Copy the listing that follows line for line, with no changes.

Data records:
-=-=-

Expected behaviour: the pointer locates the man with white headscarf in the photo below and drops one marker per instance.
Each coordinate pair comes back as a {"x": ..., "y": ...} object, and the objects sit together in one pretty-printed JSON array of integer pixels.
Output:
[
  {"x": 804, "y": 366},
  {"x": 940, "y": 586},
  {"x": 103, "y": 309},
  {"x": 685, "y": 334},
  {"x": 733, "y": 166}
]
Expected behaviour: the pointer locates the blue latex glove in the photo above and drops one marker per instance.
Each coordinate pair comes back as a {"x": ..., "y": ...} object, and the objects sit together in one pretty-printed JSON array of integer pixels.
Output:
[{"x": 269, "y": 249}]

-=-=-

SOLUTION FOR THIS TASK:
Expected behaviour: the pointer locates the man with white headscarf in the photo below and drops one marker per instance.
Each coordinate pair comes back as a {"x": ..., "y": ...} object, and the objects sit together in one pretty-printed JSON array of integer pixels.
Output:
[
  {"x": 804, "y": 366},
  {"x": 940, "y": 586},
  {"x": 103, "y": 309},
  {"x": 685, "y": 334},
  {"x": 733, "y": 166}
]
Expected behaviour: the pointer locates the blue latex glove in the photo above and drops one marker per instance.
Each coordinate pair comes back as a {"x": ..., "y": ...} object, and the objects sit together in one pretty-printed JSON array of integer pixels.
Output:
[{"x": 269, "y": 249}]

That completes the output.